── SOURCE EXTRACT ──

No one when I was 17, 18 years old no, no one would have thought I would be a college professor. That was not on anyone's radar, probably especially mine, um, and yet here we are, um, so when I I uh went to college, um, my mother was a school teacher third, fourth grade for for many, many years, retired, and um, I thought I maybe wanted to be a teacher, and I quickly realized that the idea of being in one classroom for six, seven, eight hours a day. I was like that's, that's not gonna, that's not gonna work for me, um, but I do think education is really important. I could already see how it was becoming important, um, while I was in college and, um, I wanted to to work in in that space, um, and so I actually took a year off after I graduated and decided if I wanted to be a school counselor or a school psychologist, because, those are different, different professions, he's suddenly telling me what I said earlier.

Chris:

He's giving me a look that you can't all see, but I respect that, so okay. So educate me. What is? What is the? What is?

Jeremy:

the difference.

Chris:

And now if now I've offended my school counselor, friends who, or maybe their school psychologist, and now I realize that I don't know the difference.

Jeremy:

I don't think you've offended anyone, because we're used to this and most people do know who their school counselor was from school. School psychologists tend to have multiple buildings that they're working in, maybe in the same district, maybe across districts. They are a little bit more involved with special education, but they are also pupil services providers, just like school counselors. Many school psychologists are trained in and do provide counseling and counseling services in a school setting. But the school psychologists are also the ones who tend to be described as the assessment experts, the testing people IQ tests or school psychologists, not the person you come to talk to about your problems, absolutely can be the person that you come to talk about your problems.

───

- _WHAT YOU ARE ASKED TO DO_:
Decide whether each statement below agrees with the conversation about school counselors and school psychologists, answering yes or no and quoting the deciding words of the conversation.
1. One speaker's mother taught third and fourth grade.
2. School psychologists usually work in a single building.
3. Many school psychologists provide counseling services in a school setting.

── INFORMATION SUPPLIED ──

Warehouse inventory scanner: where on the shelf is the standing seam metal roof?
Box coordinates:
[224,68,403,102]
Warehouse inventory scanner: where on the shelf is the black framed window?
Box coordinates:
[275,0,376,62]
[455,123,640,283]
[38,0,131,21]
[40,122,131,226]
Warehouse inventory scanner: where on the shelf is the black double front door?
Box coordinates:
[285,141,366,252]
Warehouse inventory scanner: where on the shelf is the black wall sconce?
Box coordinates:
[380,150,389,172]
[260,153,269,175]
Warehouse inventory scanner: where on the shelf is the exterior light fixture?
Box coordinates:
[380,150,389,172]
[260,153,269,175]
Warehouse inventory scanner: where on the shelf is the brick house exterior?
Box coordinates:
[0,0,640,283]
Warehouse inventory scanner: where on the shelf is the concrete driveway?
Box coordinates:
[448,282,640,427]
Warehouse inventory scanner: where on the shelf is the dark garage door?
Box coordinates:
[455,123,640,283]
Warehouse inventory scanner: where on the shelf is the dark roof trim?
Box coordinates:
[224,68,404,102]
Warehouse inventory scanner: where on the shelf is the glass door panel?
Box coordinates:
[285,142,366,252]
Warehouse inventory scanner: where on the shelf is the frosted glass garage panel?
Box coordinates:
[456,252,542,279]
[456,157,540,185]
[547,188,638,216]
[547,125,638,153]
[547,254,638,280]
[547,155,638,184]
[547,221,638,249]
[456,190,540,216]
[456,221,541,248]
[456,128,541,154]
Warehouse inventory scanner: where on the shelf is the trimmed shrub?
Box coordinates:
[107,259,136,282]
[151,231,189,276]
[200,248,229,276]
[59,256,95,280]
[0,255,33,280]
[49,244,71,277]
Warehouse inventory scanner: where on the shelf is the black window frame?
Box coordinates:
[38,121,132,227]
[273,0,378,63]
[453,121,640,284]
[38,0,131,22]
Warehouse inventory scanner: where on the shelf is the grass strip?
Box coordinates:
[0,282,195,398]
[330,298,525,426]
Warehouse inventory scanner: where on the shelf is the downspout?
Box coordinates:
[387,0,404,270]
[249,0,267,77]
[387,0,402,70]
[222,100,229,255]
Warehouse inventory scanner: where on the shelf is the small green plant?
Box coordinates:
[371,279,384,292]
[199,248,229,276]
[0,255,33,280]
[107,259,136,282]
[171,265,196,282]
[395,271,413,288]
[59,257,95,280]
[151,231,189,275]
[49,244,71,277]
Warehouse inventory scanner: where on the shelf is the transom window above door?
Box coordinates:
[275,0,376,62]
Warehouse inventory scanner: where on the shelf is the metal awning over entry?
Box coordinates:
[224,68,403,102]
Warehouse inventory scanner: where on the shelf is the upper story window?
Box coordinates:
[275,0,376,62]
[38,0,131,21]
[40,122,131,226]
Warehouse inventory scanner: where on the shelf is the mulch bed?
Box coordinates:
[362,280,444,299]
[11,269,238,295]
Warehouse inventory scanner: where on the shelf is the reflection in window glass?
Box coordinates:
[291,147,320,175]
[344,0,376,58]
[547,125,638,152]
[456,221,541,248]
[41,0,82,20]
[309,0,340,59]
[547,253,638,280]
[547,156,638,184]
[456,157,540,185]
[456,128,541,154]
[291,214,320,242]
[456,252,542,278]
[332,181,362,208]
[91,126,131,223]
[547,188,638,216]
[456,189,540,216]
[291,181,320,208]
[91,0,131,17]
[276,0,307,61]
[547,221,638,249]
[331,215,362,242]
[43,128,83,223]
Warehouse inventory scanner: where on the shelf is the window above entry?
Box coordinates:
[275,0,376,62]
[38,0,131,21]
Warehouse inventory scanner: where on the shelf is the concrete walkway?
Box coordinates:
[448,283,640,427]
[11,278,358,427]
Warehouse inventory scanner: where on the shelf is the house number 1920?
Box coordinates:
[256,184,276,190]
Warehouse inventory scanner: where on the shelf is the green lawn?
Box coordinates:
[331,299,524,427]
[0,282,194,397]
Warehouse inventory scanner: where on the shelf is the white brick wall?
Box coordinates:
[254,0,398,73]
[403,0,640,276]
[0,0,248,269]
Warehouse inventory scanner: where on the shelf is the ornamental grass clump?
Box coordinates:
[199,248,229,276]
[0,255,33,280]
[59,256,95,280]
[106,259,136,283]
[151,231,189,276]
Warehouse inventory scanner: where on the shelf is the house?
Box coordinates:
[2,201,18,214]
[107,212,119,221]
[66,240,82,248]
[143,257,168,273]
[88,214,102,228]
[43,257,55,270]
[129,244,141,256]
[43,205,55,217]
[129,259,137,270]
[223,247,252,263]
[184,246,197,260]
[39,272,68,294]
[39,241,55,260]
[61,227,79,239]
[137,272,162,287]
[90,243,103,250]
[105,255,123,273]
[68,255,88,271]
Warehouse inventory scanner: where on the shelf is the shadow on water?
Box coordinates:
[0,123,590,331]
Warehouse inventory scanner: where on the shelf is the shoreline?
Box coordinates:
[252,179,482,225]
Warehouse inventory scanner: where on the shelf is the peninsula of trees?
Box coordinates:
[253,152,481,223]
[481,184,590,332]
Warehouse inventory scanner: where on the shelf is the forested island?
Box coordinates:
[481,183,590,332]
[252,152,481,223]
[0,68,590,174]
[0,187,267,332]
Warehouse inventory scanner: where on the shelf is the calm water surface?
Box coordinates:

───

- _ANSWER TO THE PROBLEM_:
1. Yes: "my mother was a school teacher third, fourth grade for for many, many years"
2. No: "School psychologists tend to have multiple buildings that they're working in"
3. Yes: "Many school psychologists are trained in and do provide counseling and counseling services in a school setting."